══ Excerpt to read ══
Erlanger, partners spending $100 million on new facilities [photos, video]

Planners eye $1.5 billion of projects at campuses

Children's Hospital at Erlanger Chief Medical Officer Dr. Alan Kohrt signs the wall during a Topping Out ceremony at the Children's Outpatient Center at Erlanger on Thursday, Nov. 9, 2017 in Chattanooga, Tenn. The Topping Out ceremony is a traditional builder's milestone, signifying that the final beam is put into place. The outpatient center is set to open in December 2018.
Children's Hospital at Erlanger Chief Medical Officer Dr. Alan Kohrt signs the wall during a Topping Out ceremony at the Children's Outpatient Center at Erlanger on Thursday, Nov. 9, 2017 in Chattanooga, Tenn. The Topping Out ceremony is a traditional builder's milestone, signifying that the final beam is put into place. The outpatient center is set to open in December 2018.

In the biggest capital investment in its 128-year history, Erlanger Health System and its partners are building more than $100 million of new facilities at four different sites to enhance medical services provided by Chattanooga's biggest hospital.

Over the next decade, hospital planners are dreaming up plans for far more - as much as $1.5 billion of building upgrades and additions and new equipment and programs at or around Erlanger facilities across even more sites.
═══
══ Data for analysis ══
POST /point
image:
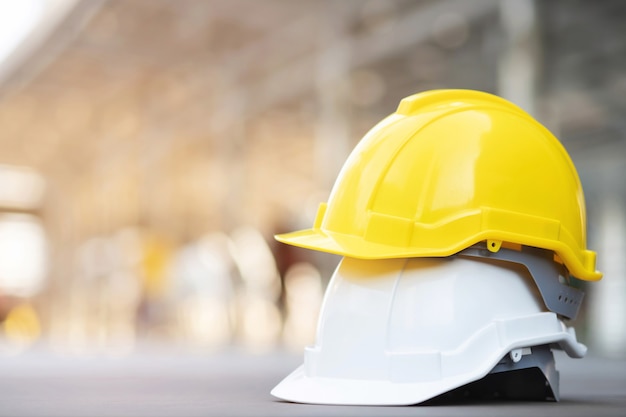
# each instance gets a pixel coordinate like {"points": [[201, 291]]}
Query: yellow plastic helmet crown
{"points": [[448, 169]]}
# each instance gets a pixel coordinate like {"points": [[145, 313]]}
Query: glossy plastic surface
{"points": [[449, 169], [402, 331]]}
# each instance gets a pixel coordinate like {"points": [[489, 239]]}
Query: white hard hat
{"points": [[403, 331]]}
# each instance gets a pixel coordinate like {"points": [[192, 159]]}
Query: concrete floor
{"points": [[168, 383]]}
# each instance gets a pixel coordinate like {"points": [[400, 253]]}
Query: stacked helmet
{"points": [[461, 219]]}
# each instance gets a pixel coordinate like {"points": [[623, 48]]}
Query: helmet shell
{"points": [[448, 169]]}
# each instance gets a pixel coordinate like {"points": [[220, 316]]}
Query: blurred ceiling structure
{"points": [[192, 115]]}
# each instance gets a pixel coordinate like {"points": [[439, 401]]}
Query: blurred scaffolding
{"points": [[150, 149]]}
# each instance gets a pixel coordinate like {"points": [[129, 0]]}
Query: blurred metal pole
{"points": [[519, 61], [332, 136], [607, 300]]}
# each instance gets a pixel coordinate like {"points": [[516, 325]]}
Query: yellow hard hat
{"points": [[448, 169]]}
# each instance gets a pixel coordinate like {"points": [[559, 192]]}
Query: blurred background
{"points": [[150, 149]]}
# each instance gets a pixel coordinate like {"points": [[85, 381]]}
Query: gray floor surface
{"points": [[168, 383]]}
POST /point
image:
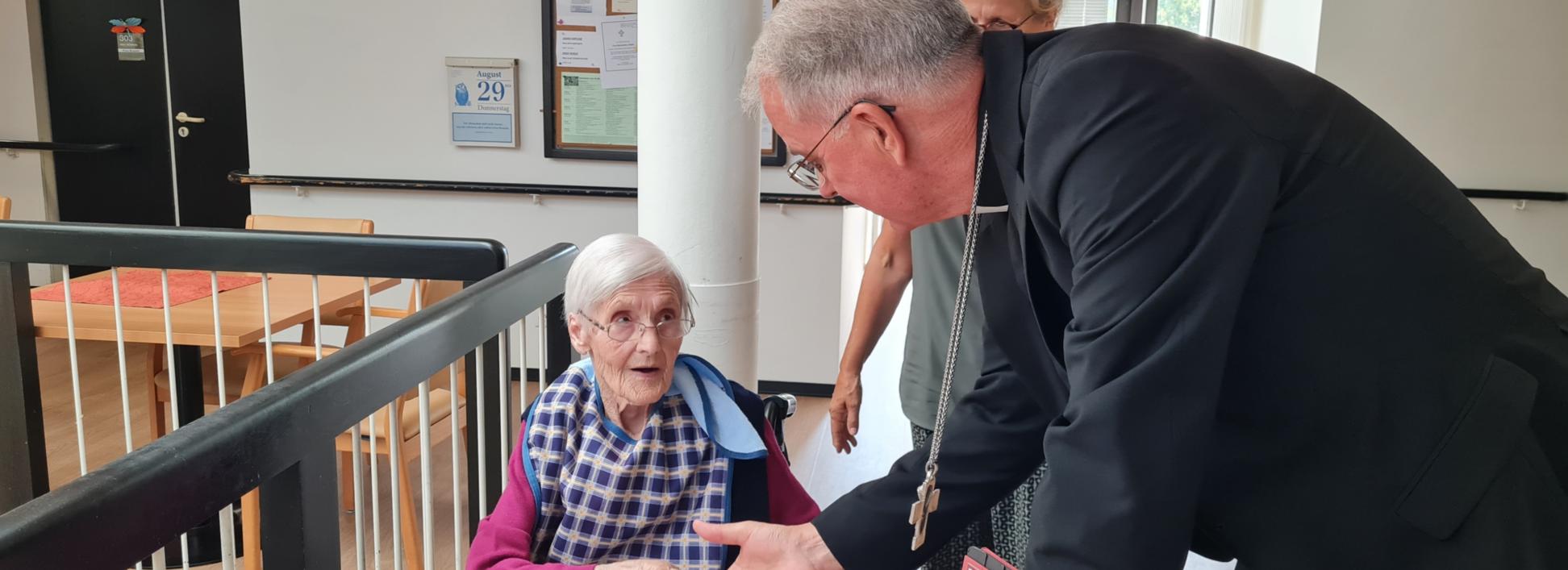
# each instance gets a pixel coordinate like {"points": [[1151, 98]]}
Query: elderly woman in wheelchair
{"points": [[636, 442]]}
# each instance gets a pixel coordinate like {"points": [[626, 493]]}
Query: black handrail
{"points": [[1515, 194], [223, 249], [280, 435], [48, 146], [242, 177]]}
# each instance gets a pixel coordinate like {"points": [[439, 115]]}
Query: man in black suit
{"points": [[1236, 310]]}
═══
* [Work required] Return the passage of the Erlanger facilities article above, starting at "In the biggest" and ending at "even more sites.", copied word for word.

* [Expected output]
In the biggest capital investment in its 128-year history, Erlanger Health System and its partners are building more than $100 million of new facilities at four different sites to enhance medical services provided by Chattanooga's biggest hospital.

Over the next decade, hospital planners are dreaming up plans for far more - as much as $1.5 billion of building upgrades and additions and new equipment and programs at or around Erlanger facilities across even more sites.